- THE TASK -
Print out the entries below with no edits.

- Point annotation records -
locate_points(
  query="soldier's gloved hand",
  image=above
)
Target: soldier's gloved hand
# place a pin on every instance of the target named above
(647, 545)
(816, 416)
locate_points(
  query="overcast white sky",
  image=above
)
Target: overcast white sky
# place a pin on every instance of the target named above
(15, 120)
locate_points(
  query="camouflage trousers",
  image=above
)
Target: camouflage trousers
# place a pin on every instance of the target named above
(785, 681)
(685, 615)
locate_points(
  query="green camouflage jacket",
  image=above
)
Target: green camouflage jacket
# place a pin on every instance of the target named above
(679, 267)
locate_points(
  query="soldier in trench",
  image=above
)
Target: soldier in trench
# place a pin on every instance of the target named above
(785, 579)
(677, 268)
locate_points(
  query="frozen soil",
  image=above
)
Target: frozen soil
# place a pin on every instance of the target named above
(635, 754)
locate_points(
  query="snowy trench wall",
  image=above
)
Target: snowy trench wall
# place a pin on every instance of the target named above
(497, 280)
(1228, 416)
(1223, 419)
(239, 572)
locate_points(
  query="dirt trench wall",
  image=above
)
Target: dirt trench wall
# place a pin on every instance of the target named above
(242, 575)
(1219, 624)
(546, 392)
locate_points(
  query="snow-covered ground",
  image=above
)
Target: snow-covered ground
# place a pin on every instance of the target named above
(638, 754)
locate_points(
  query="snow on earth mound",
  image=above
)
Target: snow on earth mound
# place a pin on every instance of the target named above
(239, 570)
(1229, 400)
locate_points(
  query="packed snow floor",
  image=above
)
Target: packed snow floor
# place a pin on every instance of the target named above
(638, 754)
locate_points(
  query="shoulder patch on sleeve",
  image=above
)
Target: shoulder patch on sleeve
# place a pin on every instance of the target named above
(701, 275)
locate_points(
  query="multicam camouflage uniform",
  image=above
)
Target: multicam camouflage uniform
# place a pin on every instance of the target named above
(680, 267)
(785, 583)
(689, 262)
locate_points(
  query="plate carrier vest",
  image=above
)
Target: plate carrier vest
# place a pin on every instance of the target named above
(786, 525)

- RESULT OF THIS TASK -
locate_points(
  query="soldier's gloved hand",
  image=above
)
Target: soldier's gloved hand
# place a pin on every instance of the target named above
(647, 545)
(816, 416)
locate_points(
  query="overcast white sky",
  image=above
)
Target: overcast white sky
# place a pin on every instance of the target named above
(15, 120)
locate_points(
  query="camouflage trousers",
  image=above
)
Target: camouflage trousers
# place a pin on every instance of the target named above
(785, 681)
(685, 615)
locate_points(
  query="green camouflage jacket",
  image=above
)
Target: green camouflage jacket
# place a pin on every instance of the target named above
(679, 267)
locate_points(
  query="soldier in trench",
  image=above
)
Target: soldier in trench
# place a pin on every instance of the target named above
(785, 579)
(677, 268)
locate_points(
  query="frozen soil",
  image=above
)
Target: frozen soil
# place a pin on every instance of the target named above
(635, 754)
locate_points(
  query="snowy trench wall",
  image=above
)
Target: snowy trench wall
# place a pin on every instance of the target named above
(497, 280)
(1228, 416)
(1223, 419)
(239, 572)
locate_points(
  query="dirt trench wall",
  image=above
)
Target: dirt trench wall
# place a pin on every instance of the target named above
(242, 575)
(1219, 624)
(546, 392)
locate_points(
  query="snow-covered ground",
  image=above
)
Target: snow-covered ground
# place a pin on every instance of the target named above
(638, 754)
locate_points(
  query="snow on earth mound",
  image=above
)
Target: snow on earth mound
# place a pin on every instance of the target named above
(239, 570)
(1229, 400)
locate_points(
  query="packed snow floor",
  image=above
)
Target: packed snow floor
# place a pin on every instance of the target named above
(638, 754)
locate_points(
  query="shoulder patch on sleeve",
  image=above
)
Target: shoulder patch on sleeve
# place a pin on every instance of the target named above
(701, 275)
locate_points(
  query="multicam camouflage uniform",
  image=above
)
Target: multicam camouflage uniform
# place a pin on every instance of the target named above
(680, 267)
(785, 583)
(689, 262)
locate_points(
  query="plate carrier vest",
  image=above
)
Target: plate carrier vest
# place a pin on every instance of the target named above
(786, 525)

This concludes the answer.